(Stored data entries)

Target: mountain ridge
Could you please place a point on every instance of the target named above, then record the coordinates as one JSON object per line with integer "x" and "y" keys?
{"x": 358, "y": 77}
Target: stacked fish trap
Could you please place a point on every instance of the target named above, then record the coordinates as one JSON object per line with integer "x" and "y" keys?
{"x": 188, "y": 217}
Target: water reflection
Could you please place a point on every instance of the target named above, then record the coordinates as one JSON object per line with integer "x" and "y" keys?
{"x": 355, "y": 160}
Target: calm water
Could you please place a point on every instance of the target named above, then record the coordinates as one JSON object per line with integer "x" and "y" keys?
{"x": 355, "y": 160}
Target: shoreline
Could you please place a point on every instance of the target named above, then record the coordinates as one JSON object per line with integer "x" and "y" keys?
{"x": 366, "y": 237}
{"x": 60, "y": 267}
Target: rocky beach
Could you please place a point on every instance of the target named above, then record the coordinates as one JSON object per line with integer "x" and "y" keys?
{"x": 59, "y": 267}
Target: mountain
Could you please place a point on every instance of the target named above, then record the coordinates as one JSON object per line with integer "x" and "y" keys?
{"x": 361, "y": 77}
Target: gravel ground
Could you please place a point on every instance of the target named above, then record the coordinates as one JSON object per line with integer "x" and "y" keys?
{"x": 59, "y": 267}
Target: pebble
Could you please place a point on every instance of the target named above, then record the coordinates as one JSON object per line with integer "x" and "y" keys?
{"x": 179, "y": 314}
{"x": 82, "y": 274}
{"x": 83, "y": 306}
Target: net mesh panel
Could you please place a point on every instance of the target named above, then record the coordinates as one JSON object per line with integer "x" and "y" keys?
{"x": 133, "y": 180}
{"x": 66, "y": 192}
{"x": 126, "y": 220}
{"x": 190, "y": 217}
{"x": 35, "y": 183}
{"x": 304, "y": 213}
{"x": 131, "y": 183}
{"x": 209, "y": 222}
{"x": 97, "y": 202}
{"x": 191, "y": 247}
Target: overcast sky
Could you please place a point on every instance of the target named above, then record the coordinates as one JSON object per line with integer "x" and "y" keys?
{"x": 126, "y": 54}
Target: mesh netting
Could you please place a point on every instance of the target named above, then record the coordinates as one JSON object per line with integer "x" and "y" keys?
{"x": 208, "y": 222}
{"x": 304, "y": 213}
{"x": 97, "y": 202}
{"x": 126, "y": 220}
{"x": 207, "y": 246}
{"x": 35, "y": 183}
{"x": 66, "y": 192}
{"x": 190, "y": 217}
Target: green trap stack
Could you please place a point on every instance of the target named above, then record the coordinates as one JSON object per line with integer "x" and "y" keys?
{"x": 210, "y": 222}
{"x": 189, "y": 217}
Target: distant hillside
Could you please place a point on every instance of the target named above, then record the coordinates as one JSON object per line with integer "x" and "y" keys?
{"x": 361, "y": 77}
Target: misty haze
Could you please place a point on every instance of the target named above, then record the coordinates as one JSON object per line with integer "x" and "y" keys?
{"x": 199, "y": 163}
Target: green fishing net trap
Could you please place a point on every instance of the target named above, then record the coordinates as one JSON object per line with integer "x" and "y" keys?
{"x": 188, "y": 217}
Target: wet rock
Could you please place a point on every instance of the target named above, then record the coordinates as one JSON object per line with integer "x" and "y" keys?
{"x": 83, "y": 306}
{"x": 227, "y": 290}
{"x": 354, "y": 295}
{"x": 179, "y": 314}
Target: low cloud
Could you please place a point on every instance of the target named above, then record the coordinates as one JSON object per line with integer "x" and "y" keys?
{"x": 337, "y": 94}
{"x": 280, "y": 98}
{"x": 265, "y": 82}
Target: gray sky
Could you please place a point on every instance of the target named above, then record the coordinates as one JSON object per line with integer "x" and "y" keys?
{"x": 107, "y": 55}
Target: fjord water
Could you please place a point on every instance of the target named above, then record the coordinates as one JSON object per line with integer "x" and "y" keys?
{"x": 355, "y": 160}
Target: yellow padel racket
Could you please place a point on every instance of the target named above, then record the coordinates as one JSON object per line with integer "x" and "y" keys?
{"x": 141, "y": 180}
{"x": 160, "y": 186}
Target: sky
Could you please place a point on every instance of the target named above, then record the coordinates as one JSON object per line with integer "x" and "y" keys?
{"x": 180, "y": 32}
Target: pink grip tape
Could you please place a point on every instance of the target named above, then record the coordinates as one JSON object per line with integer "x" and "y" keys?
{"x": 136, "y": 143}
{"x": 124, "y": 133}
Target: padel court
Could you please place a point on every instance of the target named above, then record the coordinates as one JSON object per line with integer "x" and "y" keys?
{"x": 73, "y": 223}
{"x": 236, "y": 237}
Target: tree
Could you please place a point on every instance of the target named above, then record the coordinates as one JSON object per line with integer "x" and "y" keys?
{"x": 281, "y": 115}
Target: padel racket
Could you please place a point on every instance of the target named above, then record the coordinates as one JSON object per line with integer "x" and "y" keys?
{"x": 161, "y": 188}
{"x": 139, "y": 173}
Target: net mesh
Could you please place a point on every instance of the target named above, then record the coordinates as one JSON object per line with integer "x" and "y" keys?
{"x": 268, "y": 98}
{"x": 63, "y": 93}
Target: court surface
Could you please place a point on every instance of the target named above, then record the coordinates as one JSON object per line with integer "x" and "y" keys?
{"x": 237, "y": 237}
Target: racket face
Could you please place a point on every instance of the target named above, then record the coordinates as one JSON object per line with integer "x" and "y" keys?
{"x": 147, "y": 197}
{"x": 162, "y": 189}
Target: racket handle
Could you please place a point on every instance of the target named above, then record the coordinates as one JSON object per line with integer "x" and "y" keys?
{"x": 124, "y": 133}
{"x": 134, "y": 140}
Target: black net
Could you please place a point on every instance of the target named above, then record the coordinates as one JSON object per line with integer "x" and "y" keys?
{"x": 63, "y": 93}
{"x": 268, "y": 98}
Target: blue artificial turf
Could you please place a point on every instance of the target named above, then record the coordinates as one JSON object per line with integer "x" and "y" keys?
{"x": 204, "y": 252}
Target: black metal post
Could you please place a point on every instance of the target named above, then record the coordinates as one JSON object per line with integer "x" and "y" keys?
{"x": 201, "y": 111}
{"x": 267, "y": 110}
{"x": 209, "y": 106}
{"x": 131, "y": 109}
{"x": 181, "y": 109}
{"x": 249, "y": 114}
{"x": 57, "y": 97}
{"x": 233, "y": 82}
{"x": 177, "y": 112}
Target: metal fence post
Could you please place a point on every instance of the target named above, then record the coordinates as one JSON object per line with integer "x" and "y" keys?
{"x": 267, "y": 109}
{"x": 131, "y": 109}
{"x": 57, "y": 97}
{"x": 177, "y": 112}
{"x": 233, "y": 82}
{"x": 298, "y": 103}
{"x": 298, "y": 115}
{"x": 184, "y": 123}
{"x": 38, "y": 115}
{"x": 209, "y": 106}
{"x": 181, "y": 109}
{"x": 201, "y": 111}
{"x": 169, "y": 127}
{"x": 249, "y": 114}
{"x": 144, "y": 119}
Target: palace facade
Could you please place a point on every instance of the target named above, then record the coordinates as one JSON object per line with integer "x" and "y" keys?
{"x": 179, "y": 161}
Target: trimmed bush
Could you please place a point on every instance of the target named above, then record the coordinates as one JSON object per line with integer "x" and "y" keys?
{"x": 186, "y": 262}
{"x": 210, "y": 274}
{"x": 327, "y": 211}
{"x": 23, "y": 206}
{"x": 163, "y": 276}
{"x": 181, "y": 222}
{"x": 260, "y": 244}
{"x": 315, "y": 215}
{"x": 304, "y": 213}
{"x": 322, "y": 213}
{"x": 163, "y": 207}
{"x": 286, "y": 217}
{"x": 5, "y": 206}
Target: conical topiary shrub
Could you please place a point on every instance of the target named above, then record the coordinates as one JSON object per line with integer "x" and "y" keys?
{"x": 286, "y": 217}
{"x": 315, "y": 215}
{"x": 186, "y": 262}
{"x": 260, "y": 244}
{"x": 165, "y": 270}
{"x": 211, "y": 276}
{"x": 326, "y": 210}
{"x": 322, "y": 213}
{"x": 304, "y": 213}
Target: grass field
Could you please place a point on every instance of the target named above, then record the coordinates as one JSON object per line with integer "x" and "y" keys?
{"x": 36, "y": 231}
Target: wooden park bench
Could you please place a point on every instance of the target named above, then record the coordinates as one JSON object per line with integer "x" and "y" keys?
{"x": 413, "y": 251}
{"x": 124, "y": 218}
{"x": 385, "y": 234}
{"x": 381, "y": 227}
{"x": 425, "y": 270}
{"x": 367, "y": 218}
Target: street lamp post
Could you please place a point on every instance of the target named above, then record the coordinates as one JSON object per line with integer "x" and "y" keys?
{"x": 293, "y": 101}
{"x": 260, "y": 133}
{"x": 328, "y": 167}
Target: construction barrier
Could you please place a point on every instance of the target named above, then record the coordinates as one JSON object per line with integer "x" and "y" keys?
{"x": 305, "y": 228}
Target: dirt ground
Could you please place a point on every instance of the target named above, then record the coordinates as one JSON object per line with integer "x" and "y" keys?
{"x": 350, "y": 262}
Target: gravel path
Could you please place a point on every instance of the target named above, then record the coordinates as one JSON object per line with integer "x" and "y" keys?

• **WHAT IS BEING ASKED**: Exact reproduction is required. Give the lines of the data from its first line through the line containing "Target: shoreline", and no others.

• **EXERCISE RESPONSE**:
Target: mountain ridge
Could you please place a point on every instance of the target named above, then record the coordinates as one JSON object per line with integer "x" and "y" keys?
{"x": 358, "y": 77}
Target: stacked fish trap
Could you please place a point on every instance of the target named above, then record the coordinates as one JSON object per line with integer "x" and "y" keys?
{"x": 188, "y": 217}
Target: water reflection
Could you please place a point on every instance of the target named above, then record the coordinates as one JSON object per line with integer "x" and "y" keys?
{"x": 355, "y": 160}
Target: calm water
Could you please place a point on every instance of the target named above, then record the coordinates as one JSON object per line with integer "x" and "y" keys?
{"x": 355, "y": 160}
Target: shoreline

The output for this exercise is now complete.